■ Article ■
>>

Superposition in time


In [14]:
Q  = np.array([0.2, 0.6, 1.2, 0, 0.2, 0.8, 0, 1.6, 0.6, 0.9, 0, 0.4, 0.8, 0.2, 0])   * 1200.
tch = np.cumsum(np.random.randint(1, 4, len(Q)))

dQ = np.diff(np.hstack((0, Q)))

rw = [0.01, 10, 50, 150, 300] # m

t_ = np.linspace(0, 50, 201)

kD = 600 # m2/d
S = 0.1 # []

distances = '\nr [m] =[' + ', '.join(['{:.3g}'.format(ri) for ri in rw]) + ']'

ax0 = newfig(title='s vs time t' + distances, xlabel='t [d]', ylabel= 'drawdown [m]', xscale='linear', yscale='linear')
ax0.invert_yaxis()
ax1 = newfig(title='Q vs time t' + distances, xlabel='t [d]', ylabel= 'Q [m3/d]', xscale='linear', yscale='linear')

<<

■ Recorded information ■
>>

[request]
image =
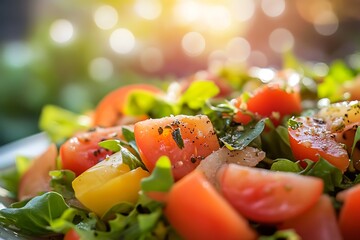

<<

■ Short problem A ■
Sum up the code excerpt in two sentences.
■ Short problem B ■
Print the stretch of the code excerpt from "dQ = np.diff(np.hstack((0, Q)))" through "ax0.invert_yaxis()".
■ Short problem C ■
In the code excerpt, what value is given to kD?
Work only from the code excerpt.

■ Correct result A ■
The code excerpt sets up a superposition-in-time calculation with fifteen pumping rates scaled by 1200, randomly spaced switching times, distances from 0.01 to 300 m, a kD of 600 m2/d and an S of 0.1. It then opens two linear-scale figures over 0 to 50 days, one plotting drawdown against time with an inverted y-axis and one plotting Q against time.

■ Correct result B ■
dQ = np.diff(np.hstack((0, Q)))

rw = [0.01, 10, 50, 150, 300] # m

t_ = np.linspace(0, 50, 201)

kD = 600 # m2/d
S = 0.1 # []

distances = '\nr [m] =[' + ', '.join(['{:.3g}'.format(ri) for ri in rw]) + ']'

ax0 = newfig(title='s vs time t' + distances, xlabel='t [d]', ylabel= 'drawdown [m]', xscale='linear', yscale='linear')
ax0.invert_yaxis()

■ Correct result C ■
600 m2/d